Goal >> Copy out, word for word, the passage of the Istio Ambient Mesh load-balancing article below, from "By Zehuan Shi" up to and including "and code analysis.".

Document >>
By Zehuan Shi
In Kubernetes, services are used to organize workloads of the same type into clusters and provide load balancing capabilities to route requests randomly to endpoints within the clusters. However, in Istio Ambient Mesh, in order to achieve Layer 4 security, iptables rules are configured to intercept traffic to the Ztunnel component. This allows for encryption of Layer 4 traffic before sending it to the peer Ztunnel, which then forwards the traffic to the destination workload. As a result, Kubernetes iptables rules cannot be used for load balancing. This article will explain how Istio Ambient Mesh performs load balancing for Layer 4 traffic through analysis of iptables rules, network packet capture, and code analysis.
First, let's briefly discuss the load balancing mechanism in Kubernetes. Each service in Kubernetes is assigned a unique domain name and corresponding IP address. When a pod within the cluster initiates access to a service, the data packet hits the following iptables rule in the PRETOUTING chain of the nat table. It then enters the KUBE-SERVICES chain of the nat table when it arrives at the host machine:
*nat
-A PREROUTING -m comment --comment "kubernetes service portals" -j KUBE-SERVICES
There are multiple rules matching the destination address of the data packet in the KUBE-SERVICES chain. We can see that the first three are DNS hijacking routes, and the fourth is matching the address (Cluster IP) of the service named httpbin and its service port 8000. After matching, it will jump to the KUBE-SVC-FREKB6WNWYJLKTHC chain.

Source excerpt >>
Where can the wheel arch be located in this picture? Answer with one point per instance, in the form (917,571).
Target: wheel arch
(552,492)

Solution to the exercise >>
By Zehuan Shi
In Kubernetes, services are used to organize workloads of the same type into clusters and provide load balancing capabilities to route requests randomly to endpoints within the clusters. However, in Istio Ambient Mesh, in order to achieve Layer 4 security, iptables rules are configured to intercept traffic to the Ztunnel component. This allows for encryption of Layer 4 traffic before sending it to the peer Ztunnel, which then forwards the traffic to the destination workload. As a result, Kubernetes iptables rules cannot be used for load balancing. This article will explain how Istio Ambient Mesh performs load balancing for Layer 4 traffic through analysis of iptables rules, network packet capture, and code analysis.